__Text under study__.
-------------------------
Posted On February/2019
I haven’t written in a while… I’ve been super busy, a really bad cold and had some unexpected situations arise.
I took the Tuesday after last Thanksgiving off because Mom fell at 3 am the night before. After running some errands for her, I spent the day with her and helped around the house. I installed a raised seat for her toilet and a hand held shower spray in an effort to make her apartment safer. I also purchased a special shower chair. She wasn’t sure how or why she fell that night and couldn’t get up on her own. Her falling really worried me; she’s becoming more frail and she’s never fallen before.
While sitting with my Mom at the kitchen table, I received a call from my oncologists’ office. His assistant called to say that I had to come in to see the doctor that Friday. Naively, I kept insisting that I already had an appointment to see him the following week. I wouldn’t concede until I knew why the appointment was being changed. Deep down I could tell something was wrong. She hesitantly said there was possibly a change in his schedule. It hadn’t dawned on me that the results from my recent PET scan were in.
For the first time in two years, I had gone for my quarterly scan without any fear. In fact, I was so confident that I told the technician I wouldn’t be back for six months. After two years, the scans can be spread six months apart if there are no new tumors. I even sent my doctor a thank you note on the two year anniversary of my surgery (November 16th).
When I went to the appointment on Friday, I was devastated to learn that the cancer had spread to my left lung. I was facing what I felt was another death sentence only this seemed scarier because it was affecting a major organ.
How was I going to break this news to my Mom? I only told her that I had a small nodule in my lung: I didn’t want to worry her. I couldn’t bring myself to utter the words tumor or cancer to her again. My biggest fear was that I would pass away before my Mom and not be here to take care of her. Although she is independent at the age of 91 she does have an aide visit twice a week for two hours. I knew that because of the surgery, I wouldn’t be able to help her as much as I usually do so I arranged for daily home health aide visits. She reluctantly agreed which gave me some peace of mind where she was concerned.
-------------------------
__Goal of the exercise__. From the blog post, copy the passage between "I took the Tuesday" and "never fallen before.", inclusive, but replace "shower chair" with "bath seat". Rely on the text alone for this work.

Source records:
-------------------------
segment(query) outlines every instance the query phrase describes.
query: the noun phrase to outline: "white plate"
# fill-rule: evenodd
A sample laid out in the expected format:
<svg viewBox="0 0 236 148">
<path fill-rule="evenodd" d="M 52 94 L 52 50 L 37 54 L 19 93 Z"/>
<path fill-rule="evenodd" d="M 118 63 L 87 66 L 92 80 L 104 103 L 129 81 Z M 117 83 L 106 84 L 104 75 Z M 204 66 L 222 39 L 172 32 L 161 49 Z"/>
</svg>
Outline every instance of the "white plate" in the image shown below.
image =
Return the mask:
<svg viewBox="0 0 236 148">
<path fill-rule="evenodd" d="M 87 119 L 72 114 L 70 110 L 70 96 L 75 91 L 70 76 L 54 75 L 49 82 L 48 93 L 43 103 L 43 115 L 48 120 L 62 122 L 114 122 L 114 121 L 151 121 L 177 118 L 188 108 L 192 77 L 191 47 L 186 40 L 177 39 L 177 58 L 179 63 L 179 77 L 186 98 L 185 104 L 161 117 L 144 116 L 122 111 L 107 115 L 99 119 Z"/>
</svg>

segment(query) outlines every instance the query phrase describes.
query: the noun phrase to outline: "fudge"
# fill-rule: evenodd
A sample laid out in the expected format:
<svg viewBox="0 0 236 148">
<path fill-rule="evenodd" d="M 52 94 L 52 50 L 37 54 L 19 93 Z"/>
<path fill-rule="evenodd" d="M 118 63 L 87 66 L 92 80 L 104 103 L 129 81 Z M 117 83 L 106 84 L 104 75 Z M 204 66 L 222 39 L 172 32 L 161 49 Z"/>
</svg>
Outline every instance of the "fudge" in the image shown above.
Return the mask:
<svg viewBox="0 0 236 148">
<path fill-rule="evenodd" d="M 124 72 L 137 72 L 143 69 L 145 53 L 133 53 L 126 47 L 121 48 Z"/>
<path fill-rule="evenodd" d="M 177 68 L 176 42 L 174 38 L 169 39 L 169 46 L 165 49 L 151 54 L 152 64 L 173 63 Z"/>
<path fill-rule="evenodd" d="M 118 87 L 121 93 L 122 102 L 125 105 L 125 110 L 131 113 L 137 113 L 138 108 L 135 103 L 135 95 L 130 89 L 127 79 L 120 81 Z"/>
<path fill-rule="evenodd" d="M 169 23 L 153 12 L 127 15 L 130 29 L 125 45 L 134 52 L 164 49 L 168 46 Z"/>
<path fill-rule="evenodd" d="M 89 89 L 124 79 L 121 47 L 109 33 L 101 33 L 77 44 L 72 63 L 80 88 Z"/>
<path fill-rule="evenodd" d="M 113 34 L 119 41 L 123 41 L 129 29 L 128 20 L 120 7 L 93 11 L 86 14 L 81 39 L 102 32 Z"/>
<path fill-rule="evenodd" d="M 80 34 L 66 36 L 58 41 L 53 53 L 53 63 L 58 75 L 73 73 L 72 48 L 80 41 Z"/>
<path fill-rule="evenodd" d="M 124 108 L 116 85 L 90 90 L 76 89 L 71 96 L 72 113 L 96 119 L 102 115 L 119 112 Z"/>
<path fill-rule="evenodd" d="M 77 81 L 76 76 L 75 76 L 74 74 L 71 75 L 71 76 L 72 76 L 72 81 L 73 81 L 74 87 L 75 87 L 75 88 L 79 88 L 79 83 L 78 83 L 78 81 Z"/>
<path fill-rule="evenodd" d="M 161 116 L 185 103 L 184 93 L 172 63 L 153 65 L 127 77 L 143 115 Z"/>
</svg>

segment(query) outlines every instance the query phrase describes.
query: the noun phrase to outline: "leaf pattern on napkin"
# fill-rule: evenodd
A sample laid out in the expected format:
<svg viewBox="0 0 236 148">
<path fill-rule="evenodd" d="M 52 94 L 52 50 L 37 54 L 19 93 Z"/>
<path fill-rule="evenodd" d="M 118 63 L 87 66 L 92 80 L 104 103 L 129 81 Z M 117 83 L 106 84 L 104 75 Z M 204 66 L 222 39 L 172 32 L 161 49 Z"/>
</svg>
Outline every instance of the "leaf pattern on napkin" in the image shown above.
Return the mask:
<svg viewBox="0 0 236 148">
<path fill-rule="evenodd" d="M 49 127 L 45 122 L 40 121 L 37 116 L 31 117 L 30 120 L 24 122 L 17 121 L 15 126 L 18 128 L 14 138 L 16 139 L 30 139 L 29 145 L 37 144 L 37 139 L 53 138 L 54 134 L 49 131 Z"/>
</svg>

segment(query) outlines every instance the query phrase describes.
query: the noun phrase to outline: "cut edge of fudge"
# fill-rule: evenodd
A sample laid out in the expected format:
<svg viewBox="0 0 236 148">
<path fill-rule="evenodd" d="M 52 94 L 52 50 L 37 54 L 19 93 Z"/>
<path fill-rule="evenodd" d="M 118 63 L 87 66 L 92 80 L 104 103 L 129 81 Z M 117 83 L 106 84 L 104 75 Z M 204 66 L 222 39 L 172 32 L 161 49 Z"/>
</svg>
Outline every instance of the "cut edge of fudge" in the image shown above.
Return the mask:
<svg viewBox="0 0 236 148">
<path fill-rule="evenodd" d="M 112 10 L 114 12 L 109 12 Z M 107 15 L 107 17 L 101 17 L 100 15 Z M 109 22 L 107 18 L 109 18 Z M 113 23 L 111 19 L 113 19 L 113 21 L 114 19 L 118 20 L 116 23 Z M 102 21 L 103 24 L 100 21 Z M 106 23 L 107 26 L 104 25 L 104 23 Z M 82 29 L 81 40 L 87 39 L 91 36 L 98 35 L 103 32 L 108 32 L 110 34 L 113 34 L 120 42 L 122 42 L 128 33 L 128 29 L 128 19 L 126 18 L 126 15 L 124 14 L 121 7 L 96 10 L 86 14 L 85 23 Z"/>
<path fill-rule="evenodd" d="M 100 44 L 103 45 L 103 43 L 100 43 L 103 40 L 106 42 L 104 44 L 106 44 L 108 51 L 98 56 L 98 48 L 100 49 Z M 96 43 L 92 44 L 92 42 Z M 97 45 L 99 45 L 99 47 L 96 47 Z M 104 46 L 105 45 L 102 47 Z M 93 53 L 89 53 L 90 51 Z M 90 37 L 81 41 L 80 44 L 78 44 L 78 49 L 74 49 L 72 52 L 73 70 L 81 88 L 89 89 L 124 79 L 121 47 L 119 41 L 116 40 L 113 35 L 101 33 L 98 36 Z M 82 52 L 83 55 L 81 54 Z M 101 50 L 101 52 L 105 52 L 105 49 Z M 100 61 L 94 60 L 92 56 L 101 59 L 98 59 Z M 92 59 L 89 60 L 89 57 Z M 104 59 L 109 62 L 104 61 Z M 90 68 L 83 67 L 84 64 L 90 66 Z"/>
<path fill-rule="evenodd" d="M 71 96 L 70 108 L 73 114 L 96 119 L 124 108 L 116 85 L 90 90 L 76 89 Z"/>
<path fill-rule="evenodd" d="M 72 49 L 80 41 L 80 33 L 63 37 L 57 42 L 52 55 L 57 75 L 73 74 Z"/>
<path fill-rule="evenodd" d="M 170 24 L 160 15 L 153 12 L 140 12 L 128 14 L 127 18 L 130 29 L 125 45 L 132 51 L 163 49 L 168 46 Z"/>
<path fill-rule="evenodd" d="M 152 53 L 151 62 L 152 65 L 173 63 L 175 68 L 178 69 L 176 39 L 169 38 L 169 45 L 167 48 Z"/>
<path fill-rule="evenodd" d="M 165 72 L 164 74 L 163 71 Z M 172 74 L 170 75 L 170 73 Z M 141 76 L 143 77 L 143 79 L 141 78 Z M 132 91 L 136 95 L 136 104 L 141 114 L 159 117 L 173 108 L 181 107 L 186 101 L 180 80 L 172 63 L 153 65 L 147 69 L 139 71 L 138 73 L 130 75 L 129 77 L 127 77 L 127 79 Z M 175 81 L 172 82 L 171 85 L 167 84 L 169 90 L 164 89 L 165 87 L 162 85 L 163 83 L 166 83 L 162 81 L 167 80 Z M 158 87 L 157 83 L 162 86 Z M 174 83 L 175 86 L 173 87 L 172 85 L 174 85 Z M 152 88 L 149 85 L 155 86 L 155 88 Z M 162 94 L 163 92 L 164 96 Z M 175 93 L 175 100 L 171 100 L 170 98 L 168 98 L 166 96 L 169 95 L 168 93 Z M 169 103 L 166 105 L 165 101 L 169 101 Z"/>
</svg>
-------------------------
__Response for this exercise__.
I took the Tuesday after last Thanksgiving off because Mom fell at 3 am the night before. After running some errands for her, I spent the day with her and helped around the house. I installed a raised seat for her toilet and a hand held shower spray in an effort to make her apartment safer. I also purchased a special bath seat. She wasn’t sure how or why she fell that night and couldn’t get up on her own. Her falling really worried me; she’s becoming more frail and she’s never fallen before.